WHAT THE EXERCISE ASKS
Go over the material below and report every line that contains the word "appear".

>>>

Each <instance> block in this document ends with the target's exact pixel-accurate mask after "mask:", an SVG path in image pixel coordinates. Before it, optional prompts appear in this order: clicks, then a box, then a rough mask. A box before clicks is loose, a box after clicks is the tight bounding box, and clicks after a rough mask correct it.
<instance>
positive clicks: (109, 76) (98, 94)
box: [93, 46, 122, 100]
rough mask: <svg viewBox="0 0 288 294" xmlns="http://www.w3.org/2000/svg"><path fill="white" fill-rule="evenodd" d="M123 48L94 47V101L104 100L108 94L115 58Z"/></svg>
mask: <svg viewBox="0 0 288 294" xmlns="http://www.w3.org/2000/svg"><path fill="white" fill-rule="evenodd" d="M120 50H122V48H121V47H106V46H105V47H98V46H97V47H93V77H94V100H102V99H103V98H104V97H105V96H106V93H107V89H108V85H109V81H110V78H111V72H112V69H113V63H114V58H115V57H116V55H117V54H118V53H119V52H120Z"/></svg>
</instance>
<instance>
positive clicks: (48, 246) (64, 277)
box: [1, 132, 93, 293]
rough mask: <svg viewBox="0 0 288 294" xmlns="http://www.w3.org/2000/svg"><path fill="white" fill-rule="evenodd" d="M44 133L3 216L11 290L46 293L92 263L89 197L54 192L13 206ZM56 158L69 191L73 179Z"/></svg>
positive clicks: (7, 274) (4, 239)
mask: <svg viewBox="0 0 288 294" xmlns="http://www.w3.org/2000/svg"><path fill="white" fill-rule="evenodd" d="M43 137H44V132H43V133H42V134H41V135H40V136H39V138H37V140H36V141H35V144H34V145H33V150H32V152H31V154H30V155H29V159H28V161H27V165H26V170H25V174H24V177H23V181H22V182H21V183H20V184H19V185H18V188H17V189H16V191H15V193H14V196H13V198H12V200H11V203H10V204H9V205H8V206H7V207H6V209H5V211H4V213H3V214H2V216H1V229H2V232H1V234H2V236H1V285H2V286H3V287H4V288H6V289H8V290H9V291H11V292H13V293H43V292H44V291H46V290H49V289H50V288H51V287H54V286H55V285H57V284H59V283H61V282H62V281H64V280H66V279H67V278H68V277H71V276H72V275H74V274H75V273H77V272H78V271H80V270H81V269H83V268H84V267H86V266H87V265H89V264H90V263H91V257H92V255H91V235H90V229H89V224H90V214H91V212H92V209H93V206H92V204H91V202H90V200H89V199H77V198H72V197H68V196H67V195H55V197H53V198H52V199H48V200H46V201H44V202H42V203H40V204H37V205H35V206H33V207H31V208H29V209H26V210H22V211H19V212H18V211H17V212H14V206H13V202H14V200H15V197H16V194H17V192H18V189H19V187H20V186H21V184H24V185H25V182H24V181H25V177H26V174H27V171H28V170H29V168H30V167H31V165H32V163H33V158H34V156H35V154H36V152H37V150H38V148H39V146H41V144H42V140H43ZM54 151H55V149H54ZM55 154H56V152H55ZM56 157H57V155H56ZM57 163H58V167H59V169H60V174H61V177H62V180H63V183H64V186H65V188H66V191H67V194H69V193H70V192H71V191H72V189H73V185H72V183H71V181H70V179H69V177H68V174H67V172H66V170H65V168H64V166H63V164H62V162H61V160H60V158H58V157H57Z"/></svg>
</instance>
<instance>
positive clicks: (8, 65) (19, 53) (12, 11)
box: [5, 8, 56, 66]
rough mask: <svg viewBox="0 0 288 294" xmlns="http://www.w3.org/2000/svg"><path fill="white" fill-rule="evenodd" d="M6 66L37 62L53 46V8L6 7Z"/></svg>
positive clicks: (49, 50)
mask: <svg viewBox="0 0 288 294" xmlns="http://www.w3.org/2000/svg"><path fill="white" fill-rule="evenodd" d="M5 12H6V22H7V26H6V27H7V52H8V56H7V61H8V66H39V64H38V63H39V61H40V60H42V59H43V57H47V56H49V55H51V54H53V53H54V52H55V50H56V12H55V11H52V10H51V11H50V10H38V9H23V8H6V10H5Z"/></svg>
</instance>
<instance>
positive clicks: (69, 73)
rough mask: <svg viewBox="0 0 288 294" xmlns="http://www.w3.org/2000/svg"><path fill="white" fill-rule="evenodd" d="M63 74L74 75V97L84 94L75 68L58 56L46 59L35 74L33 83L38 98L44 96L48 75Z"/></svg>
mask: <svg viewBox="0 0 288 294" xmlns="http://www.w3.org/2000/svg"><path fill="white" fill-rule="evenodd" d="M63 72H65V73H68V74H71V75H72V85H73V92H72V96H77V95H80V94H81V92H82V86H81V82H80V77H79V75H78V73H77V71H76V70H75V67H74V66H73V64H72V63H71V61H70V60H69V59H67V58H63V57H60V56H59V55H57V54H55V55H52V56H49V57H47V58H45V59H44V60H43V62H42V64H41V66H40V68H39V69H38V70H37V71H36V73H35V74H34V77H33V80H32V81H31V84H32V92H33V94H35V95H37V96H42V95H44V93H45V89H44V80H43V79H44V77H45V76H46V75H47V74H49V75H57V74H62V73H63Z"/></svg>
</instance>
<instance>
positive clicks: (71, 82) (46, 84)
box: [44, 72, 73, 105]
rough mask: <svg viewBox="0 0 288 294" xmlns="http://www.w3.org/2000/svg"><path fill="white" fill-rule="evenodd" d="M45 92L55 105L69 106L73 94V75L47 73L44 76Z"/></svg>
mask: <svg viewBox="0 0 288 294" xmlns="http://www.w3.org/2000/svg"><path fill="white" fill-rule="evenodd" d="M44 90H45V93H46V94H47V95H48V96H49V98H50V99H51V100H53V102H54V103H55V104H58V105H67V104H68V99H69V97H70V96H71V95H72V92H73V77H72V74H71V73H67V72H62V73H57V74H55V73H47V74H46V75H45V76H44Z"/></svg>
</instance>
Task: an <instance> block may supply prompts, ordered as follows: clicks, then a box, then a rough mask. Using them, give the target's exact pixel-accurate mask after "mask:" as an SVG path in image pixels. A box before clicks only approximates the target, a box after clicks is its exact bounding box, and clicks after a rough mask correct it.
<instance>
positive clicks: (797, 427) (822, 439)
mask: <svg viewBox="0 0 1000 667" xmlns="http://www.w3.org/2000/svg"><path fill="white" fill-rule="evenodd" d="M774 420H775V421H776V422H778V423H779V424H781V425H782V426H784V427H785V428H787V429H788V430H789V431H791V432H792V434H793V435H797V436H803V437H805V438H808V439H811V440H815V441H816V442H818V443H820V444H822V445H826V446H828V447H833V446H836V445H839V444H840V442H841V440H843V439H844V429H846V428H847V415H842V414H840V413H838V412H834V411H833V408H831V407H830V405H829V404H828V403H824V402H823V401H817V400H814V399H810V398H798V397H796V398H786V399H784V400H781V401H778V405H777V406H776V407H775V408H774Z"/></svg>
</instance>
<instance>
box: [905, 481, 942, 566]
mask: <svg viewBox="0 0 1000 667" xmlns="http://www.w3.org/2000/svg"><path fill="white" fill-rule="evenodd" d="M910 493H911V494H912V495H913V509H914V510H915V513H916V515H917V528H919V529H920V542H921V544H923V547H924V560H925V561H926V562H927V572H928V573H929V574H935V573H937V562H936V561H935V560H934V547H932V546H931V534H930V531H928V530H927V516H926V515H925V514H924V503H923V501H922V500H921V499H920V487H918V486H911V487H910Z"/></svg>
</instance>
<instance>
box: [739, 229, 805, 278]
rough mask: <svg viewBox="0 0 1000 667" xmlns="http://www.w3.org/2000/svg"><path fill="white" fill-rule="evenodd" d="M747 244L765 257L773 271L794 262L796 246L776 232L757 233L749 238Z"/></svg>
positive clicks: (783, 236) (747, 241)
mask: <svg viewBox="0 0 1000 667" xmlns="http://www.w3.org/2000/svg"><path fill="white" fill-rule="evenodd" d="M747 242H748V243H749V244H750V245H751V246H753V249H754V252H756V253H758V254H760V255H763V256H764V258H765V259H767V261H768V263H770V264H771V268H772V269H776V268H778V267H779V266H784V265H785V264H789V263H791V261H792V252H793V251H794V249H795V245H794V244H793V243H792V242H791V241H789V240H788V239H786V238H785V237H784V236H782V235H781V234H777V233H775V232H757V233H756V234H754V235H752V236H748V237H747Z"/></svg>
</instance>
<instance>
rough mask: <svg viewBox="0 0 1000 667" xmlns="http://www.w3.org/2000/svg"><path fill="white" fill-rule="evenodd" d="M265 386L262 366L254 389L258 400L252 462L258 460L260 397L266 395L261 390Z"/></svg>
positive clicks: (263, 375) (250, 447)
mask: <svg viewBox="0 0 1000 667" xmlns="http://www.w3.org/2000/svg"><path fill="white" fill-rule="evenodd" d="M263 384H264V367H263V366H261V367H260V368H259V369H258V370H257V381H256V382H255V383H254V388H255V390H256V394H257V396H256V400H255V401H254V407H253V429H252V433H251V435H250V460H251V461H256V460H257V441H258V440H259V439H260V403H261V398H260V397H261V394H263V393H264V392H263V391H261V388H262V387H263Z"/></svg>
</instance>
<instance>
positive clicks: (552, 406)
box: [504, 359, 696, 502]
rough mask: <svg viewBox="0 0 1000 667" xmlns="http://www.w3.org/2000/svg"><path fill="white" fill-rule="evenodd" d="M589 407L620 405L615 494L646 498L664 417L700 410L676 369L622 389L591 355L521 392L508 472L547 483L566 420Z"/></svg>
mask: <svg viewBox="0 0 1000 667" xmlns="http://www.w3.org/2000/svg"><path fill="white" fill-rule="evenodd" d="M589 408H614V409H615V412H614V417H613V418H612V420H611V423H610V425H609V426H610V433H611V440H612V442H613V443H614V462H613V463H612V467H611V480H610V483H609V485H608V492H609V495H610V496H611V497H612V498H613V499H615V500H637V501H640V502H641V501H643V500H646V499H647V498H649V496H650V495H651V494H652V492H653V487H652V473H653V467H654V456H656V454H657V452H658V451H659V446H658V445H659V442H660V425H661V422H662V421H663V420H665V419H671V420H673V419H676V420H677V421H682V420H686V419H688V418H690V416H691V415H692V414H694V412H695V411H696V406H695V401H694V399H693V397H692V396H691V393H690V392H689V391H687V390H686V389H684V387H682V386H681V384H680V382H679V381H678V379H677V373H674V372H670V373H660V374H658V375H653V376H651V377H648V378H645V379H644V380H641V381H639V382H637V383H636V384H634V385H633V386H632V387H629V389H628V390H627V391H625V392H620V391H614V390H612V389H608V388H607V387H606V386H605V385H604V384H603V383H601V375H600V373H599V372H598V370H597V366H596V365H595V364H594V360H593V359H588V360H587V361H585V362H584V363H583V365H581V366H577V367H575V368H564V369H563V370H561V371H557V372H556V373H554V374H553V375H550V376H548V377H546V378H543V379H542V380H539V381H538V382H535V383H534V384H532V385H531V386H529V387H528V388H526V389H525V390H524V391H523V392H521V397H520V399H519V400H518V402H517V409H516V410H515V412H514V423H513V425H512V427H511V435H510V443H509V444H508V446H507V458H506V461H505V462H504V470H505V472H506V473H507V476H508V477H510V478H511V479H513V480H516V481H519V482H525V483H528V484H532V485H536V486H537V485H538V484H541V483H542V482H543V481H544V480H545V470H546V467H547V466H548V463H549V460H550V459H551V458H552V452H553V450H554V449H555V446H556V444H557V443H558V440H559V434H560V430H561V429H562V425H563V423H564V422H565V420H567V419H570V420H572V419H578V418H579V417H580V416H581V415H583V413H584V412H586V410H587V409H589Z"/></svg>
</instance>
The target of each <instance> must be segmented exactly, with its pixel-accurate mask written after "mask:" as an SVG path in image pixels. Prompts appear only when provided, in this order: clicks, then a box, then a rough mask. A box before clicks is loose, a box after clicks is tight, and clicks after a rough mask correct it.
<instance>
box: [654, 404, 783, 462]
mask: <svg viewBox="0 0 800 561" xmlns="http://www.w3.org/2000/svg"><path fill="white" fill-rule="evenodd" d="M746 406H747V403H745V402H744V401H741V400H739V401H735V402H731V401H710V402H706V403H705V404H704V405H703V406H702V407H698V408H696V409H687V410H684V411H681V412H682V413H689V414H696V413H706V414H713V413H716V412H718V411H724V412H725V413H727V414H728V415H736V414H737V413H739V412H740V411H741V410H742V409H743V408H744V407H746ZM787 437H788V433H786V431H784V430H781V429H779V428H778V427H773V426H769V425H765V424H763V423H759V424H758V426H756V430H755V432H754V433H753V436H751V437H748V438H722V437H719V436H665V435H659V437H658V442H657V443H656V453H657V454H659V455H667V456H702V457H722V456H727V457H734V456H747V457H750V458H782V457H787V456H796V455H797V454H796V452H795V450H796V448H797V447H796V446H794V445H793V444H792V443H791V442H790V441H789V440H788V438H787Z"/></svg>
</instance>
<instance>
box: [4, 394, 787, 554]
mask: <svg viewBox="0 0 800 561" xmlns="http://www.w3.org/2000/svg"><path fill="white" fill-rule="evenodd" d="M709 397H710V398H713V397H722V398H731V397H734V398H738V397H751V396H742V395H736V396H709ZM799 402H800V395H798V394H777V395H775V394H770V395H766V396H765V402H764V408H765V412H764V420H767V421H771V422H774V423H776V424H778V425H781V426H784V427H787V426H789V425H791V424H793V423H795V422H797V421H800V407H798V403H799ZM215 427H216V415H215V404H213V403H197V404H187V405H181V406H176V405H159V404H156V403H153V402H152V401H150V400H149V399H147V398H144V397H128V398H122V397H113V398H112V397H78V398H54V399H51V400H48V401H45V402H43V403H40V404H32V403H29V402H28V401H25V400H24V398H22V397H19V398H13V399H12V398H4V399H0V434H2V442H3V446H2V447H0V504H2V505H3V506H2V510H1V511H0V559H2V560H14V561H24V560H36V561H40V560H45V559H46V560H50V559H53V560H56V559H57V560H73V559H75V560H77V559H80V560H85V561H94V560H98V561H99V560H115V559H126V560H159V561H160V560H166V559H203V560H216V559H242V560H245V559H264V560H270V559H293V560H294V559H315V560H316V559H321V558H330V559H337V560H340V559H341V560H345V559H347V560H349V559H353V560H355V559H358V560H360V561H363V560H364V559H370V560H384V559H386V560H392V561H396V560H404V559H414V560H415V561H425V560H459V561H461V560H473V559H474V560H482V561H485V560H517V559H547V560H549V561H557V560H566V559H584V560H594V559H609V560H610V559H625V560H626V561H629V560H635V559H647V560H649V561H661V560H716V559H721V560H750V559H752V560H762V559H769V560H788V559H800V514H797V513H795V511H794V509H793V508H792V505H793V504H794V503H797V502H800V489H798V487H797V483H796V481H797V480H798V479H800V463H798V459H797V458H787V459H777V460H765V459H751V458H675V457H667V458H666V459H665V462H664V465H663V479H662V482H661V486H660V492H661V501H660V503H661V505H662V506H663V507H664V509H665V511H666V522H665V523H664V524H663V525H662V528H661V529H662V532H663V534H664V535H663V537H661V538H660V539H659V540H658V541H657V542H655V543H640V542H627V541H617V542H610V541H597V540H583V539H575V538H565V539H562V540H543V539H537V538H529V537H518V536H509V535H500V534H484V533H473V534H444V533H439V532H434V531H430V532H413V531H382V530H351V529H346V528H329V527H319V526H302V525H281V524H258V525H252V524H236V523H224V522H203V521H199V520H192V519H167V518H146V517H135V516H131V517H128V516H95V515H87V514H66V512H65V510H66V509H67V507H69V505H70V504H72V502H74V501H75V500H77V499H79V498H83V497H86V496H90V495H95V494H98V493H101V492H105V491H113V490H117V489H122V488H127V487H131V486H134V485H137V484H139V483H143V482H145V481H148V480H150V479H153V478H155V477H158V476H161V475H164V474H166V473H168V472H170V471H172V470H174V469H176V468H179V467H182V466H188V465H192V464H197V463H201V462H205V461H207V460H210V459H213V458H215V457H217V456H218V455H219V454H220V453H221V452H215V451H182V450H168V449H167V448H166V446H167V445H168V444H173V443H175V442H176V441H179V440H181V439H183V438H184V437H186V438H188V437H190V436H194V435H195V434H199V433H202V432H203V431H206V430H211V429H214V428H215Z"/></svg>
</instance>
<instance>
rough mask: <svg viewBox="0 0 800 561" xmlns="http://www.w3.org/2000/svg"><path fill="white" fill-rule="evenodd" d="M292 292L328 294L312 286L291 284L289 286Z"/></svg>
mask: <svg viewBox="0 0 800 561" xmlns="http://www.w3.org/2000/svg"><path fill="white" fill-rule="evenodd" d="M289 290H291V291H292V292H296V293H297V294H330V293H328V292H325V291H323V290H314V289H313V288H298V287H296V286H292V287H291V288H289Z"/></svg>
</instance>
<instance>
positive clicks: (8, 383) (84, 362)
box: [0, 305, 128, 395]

<<<

THE ANSWER
Each <instance> block in this document ends with the target's exact pixel-accurate mask after "mask:", an SVG path in image pixel coordinates. Before it, optional prompts appear in this order: clicks, then a box, then a rough mask. A box before clicks is loose, a box after clicks is the tight bounding box, and clicks after a rough mask correct it.
The target of each <instance> must be segmented exactly, with its pixel-accurate mask written after "mask:" as an SVG path in image pixels. Prompts appear only when provided, in this order: clicks, then a box, then a rough mask. A box before clicks is loose, a box after clicks is tight, and clicks after a rough mask correct it.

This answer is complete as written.